Requirements
Please recast the listing below as a two-column CSV with the header input,output. Give one row for each polygon answer, with the text that comes before it under input and the answer under output, every field quoted and line breaks turned into spaces.

Supplied records
BEGIN

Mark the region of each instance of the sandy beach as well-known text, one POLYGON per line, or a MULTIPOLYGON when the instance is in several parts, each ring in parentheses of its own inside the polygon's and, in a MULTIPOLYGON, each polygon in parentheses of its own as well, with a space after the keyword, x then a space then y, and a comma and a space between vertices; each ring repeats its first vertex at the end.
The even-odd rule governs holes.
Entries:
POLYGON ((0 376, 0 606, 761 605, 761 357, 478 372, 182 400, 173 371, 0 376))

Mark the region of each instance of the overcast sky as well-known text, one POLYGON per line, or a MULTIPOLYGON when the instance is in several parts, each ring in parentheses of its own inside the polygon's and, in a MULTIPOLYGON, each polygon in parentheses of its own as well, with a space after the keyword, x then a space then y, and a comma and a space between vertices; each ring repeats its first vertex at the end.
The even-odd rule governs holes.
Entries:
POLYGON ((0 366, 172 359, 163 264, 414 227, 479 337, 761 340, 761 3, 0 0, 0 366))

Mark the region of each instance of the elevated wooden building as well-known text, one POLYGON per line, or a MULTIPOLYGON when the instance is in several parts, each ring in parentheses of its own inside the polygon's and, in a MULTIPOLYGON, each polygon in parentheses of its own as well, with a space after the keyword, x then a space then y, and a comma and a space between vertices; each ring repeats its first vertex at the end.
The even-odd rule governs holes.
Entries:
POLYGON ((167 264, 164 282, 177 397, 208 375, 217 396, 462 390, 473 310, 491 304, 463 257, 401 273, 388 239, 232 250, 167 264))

END

Task response
input,output
"Mark the region of each instance of the sandy beach as well-known text, one POLYGON per line, or a MULTIPOLYGON when the instance is in several parts, each ring in parentheses of its own inside the polygon's and, in a MULTIPOLYGON, each polygon in parentheses of its own as well, with a space after the keyword, x then a space then y, and a comma and a space between vertices; each ring repeats its first vertex at the end. The even-odd rule governs holes. Entries:","POLYGON ((0 376, 0 606, 761 605, 761 357, 478 372, 182 400, 173 371, 0 376))"
"Mark the region of each instance of the overcast sky as well-known text, one POLYGON per line, or a MULTIPOLYGON when the instance is in several parts, each ring in parentheses of its own inside the polygon's and, in a MULTIPOLYGON, each polygon in parentheses of its own as well, with a space after the keyword, x then a space then y, and a comma and a space between vertices; each ring repeats its first vertex at the end. The even-odd rule governs holes. Entries:","POLYGON ((0 366, 172 359, 163 264, 414 227, 479 337, 761 340, 761 3, 0 0, 0 366))"
"Mark the region of each instance of the elevated wooden building as well-known text, one POLYGON per line, or a MULTIPOLYGON when the instance is in several parts, each ring in parentheses of its own inside the polygon's and, in a MULTIPOLYGON, each polygon in parentheses of its own as well, with a space after the keyword, x then a space then y, and a comma and a space between vertices; each ring repeats its first vertex at the end. The even-odd rule governs holes. Entries:","POLYGON ((167 264, 164 282, 177 397, 208 375, 217 396, 462 390, 473 310, 491 304, 463 257, 401 273, 388 239, 232 250, 167 264))"